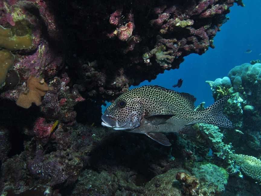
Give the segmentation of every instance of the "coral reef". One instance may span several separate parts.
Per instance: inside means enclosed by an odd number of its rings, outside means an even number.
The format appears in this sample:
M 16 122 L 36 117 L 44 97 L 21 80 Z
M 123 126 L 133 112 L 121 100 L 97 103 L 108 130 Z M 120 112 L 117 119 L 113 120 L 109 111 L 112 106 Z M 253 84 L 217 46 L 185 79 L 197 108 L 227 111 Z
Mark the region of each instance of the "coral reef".
M 44 96 L 47 91 L 53 89 L 53 87 L 48 86 L 43 78 L 37 78 L 31 76 L 27 80 L 26 91 L 19 95 L 16 104 L 25 108 L 29 108 L 32 103 L 39 106 L 42 104 L 41 97 Z
M 244 155 L 234 154 L 231 157 L 244 173 L 261 183 L 261 160 Z
M 260 155 L 259 134 L 250 128 L 260 119 L 258 64 L 240 67 L 246 78 L 233 70 L 209 82 L 215 99 L 231 95 L 225 111 L 238 129 L 232 139 L 199 124 L 192 142 L 170 134 L 173 145 L 166 147 L 97 127 L 105 101 L 214 48 L 234 2 L 0 1 L 0 53 L 9 65 L 2 71 L 0 63 L 1 193 L 214 195 L 227 183 L 221 167 L 259 182 L 250 164 L 259 159 L 239 155 Z M 247 149 L 239 147 L 242 135 Z
M 5 84 L 7 72 L 13 67 L 14 56 L 6 50 L 0 50 L 0 89 Z
M 32 38 L 29 35 L 13 36 L 9 29 L 0 25 L 0 47 L 10 51 L 30 48 L 33 46 Z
--
• [WRITTEN TASK]
Rewrite the data above with "coral reef" replaced by "sea sponge" everywhere, leaving everything else unchanged and omitting the pictures.

• [RESULT]
Give the segmentation of every instance of the "sea sponge". One instance may span several separate parts.
Per instance: inside means enclosed by an odd number of its rings, outside means an even number.
The format appears in this sample:
M 16 122 L 36 117 L 44 97 L 21 80 Z
M 123 126 L 133 112 L 121 100 L 97 103 L 108 130 Z M 120 112 L 117 119 L 113 120 L 109 111 L 112 106 Z M 253 84 L 217 46 L 185 79 L 197 108 L 227 111 Z
Mark the region of each instance of the "sea sponge".
M 44 96 L 47 91 L 53 89 L 53 87 L 48 86 L 43 78 L 37 78 L 31 76 L 27 80 L 26 91 L 19 95 L 16 104 L 25 108 L 29 108 L 32 103 L 39 106 L 42 104 L 41 97 Z
M 244 155 L 234 154 L 231 157 L 244 173 L 261 183 L 261 160 Z
M 260 155 L 259 134 L 250 128 L 260 119 L 258 64 L 240 67 L 246 78 L 233 70 L 209 82 L 215 99 L 231 95 L 225 111 L 238 129 L 232 139 L 199 124 L 192 142 L 170 134 L 173 145 L 166 147 L 97 127 L 105 101 L 214 48 L 234 2 L 0 1 L 0 53 L 9 65 L 2 71 L 0 63 L 1 193 L 214 195 L 227 183 L 221 167 L 259 182 L 250 164 L 259 159 L 239 155 Z M 247 149 L 239 147 L 242 135 Z
M 5 84 L 7 72 L 13 67 L 14 56 L 6 50 L 0 50 L 0 89 Z
M 32 38 L 29 35 L 13 36 L 9 29 L 0 25 L 0 47 L 10 51 L 30 48 L 33 46 Z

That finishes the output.